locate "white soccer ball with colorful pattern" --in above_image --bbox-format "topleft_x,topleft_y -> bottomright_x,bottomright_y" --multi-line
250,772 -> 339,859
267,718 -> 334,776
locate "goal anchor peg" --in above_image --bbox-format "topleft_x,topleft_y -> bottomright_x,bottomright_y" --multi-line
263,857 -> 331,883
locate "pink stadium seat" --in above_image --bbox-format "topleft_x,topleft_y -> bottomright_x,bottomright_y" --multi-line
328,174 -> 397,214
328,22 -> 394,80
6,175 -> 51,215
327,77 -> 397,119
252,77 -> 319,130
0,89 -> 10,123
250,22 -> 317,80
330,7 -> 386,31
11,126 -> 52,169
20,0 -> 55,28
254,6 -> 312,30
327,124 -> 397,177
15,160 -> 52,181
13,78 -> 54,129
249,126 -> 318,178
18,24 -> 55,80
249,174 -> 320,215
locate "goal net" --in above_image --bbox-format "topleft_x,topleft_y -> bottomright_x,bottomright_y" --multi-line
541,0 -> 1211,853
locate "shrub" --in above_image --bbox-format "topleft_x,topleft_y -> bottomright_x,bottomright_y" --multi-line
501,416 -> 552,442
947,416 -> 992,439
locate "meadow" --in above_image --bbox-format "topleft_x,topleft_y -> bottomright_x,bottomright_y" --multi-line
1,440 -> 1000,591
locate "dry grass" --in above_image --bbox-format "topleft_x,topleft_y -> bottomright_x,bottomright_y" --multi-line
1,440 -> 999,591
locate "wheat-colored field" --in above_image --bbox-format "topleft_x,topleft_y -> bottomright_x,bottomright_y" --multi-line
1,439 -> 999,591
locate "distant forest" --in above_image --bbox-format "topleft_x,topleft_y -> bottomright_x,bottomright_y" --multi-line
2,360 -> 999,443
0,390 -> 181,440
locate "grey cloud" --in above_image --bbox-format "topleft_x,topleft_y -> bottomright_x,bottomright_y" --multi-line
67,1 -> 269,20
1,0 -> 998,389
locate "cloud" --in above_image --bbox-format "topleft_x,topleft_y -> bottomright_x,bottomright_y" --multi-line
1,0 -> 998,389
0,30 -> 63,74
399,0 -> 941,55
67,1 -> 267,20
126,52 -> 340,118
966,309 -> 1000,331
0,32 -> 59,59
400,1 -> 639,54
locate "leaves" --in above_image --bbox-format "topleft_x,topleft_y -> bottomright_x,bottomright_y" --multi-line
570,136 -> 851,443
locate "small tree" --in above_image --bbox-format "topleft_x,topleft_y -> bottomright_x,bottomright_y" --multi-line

:::::

Task item: Exact repetition of every entry in the data is required.

Response to this exercise:
locate "white soccer ball with colorful pattern" --in above_image --bbox-format "topleft_x,topleft_y -> bottomright_x,bottomright_y" --multi-line
250,772 -> 339,859
267,718 -> 334,776
locate "goal anchor peg" --in above_image --bbox-format "topleft_x,topleft_y -> bottomright_x,bottomright_y" --multi-line
263,857 -> 331,883
locate "pink stadium seat" --in above_image --bbox-format "topleft_x,topleft_y -> bottomright_x,bottomright_y" --multi-line
328,174 -> 397,214
328,22 -> 394,80
6,175 -> 51,215
327,77 -> 397,119
252,77 -> 319,130
0,89 -> 10,123
250,22 -> 317,80
330,7 -> 386,31
11,126 -> 52,169
20,0 -> 55,28
254,6 -> 312,30
327,124 -> 397,177
15,160 -> 52,181
13,78 -> 54,129
249,126 -> 318,178
18,24 -> 55,80
249,174 -> 320,215
locate "goal net" --in above_image --bbox-format "topleft_x,topleft_y -> bottomright_x,bottomright_y" --multi-line
541,0 -> 1211,853
locate "shrub" --in above_image --bbox-format "topleft_x,topleft_y -> bottomright_x,bottomright_y" --multi-line
501,416 -> 552,442
947,416 -> 992,439
locate "meadow" --in above_image --bbox-format "topleft_x,topleft_y -> bottomright_x,bottomright_y" --multi-line
1,440 -> 1000,591
locate "dry grass" --in above_image --bbox-format "topleft_x,topleft_y -> bottomright_x,bottomright_y" --multi-line
1,440 -> 999,591
locate "wheat-colored field" --in above_image --bbox-format "topleft_x,topleft_y -> bottomright_x,bottomright_y" --multi-line
1,439 -> 999,591
locate "distant forest" --in above_image --bbox-format "topleft_x,topleft_y -> bottomright_x,bottomright_y" --multi-line
2,360 -> 999,443
0,390 -> 181,440
locate "grey cloud" --in above_image --bbox-format "topleft_x,topleft_y -> bottomright_x,bottomright_y" --multi-line
67,1 -> 269,20
1,0 -> 998,389
locate "cloud" --in above_image --bbox-format "topleft_x,topleft_y -> bottomright_x,bottomright_y" --multi-line
1,0 -> 998,389
0,30 -> 63,74
399,0 -> 941,55
67,1 -> 267,20
126,52 -> 340,118
966,309 -> 1000,331
0,32 -> 59,59
400,1 -> 639,54
locate "leaves" --in above_image --bbox-format "topleft_x,topleft_y -> bottomright_x,bottomright_y" --multi-line
570,136 -> 851,443
locate "small tree" --in above_image --bbox-format "topleft_x,topleft_y -> bottomright_x,bottomright_y" --multi-line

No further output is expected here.